[[ The data, beginning ]]

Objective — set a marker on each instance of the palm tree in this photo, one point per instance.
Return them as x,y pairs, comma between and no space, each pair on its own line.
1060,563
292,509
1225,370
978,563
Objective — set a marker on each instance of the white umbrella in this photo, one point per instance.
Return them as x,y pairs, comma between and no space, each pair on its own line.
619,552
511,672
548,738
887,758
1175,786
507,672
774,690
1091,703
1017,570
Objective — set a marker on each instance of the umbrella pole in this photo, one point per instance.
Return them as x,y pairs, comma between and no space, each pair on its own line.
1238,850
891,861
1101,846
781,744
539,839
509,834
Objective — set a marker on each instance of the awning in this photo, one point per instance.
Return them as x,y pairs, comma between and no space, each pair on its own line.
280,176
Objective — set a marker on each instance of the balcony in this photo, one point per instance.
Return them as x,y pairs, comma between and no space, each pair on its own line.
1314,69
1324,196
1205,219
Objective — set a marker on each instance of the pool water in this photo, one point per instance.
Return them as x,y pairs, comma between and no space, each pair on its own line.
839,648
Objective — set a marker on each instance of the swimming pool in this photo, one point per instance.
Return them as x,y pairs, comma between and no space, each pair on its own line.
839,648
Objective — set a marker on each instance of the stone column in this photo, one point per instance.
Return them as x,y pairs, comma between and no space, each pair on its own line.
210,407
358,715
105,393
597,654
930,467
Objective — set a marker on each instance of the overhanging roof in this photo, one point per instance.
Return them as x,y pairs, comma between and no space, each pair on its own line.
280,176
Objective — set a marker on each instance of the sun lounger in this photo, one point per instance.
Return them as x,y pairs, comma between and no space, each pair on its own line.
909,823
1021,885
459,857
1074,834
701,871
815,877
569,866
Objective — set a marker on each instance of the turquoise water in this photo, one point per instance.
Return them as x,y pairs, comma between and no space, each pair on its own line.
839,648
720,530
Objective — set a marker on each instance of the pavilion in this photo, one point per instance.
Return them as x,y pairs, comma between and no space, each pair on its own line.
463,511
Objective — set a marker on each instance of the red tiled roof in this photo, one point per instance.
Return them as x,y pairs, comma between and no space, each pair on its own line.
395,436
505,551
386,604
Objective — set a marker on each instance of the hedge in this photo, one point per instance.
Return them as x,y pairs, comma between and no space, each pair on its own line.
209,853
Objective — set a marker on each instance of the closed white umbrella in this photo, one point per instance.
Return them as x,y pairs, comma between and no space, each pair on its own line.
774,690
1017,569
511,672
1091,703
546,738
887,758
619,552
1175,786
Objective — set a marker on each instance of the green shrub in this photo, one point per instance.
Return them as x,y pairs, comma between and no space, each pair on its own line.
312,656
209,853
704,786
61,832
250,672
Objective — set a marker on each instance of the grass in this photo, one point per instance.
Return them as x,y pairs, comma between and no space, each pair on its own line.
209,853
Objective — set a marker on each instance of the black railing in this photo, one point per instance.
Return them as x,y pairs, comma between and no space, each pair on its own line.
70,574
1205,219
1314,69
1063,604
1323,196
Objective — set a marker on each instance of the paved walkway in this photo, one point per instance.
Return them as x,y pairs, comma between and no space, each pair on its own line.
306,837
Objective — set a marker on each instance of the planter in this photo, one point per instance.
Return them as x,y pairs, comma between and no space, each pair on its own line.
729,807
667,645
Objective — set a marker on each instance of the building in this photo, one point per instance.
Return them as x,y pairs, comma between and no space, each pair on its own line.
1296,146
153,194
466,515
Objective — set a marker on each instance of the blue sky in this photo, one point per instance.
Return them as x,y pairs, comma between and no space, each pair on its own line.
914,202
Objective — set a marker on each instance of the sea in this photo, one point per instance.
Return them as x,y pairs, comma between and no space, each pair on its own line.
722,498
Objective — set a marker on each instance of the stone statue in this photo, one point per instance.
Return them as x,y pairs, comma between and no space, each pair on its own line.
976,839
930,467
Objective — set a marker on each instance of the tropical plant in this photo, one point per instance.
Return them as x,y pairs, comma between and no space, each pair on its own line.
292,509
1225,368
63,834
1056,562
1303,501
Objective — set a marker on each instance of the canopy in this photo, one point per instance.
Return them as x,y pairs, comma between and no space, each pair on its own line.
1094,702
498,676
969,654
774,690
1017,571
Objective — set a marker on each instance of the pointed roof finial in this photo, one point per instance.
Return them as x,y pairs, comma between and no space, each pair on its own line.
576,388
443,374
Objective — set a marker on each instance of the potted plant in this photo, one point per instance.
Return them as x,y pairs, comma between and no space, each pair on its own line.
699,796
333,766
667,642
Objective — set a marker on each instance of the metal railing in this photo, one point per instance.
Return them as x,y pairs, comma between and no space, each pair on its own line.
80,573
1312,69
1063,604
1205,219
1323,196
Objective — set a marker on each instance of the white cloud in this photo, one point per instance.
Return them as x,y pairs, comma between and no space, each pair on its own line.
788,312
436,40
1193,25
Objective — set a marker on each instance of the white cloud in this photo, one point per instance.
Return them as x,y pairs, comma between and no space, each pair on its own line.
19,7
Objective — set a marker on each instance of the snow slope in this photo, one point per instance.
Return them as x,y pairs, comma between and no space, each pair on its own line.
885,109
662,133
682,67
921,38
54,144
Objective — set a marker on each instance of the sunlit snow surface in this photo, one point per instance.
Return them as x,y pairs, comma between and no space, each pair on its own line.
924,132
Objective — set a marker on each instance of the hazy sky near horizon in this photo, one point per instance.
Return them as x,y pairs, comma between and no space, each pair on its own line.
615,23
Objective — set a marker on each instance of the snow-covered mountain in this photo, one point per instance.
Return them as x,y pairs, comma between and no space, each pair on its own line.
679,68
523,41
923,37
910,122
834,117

[[ The data, end ]]

_What is expected_. Read through the entries above and copy each line that has the string "water" in it.

_Output of the task_.
Objective — set a marker on each instance of the pool water in this photo, one point per instance.
Objective — set a marker on each instance of the turquoise water in this photo, one point per instance.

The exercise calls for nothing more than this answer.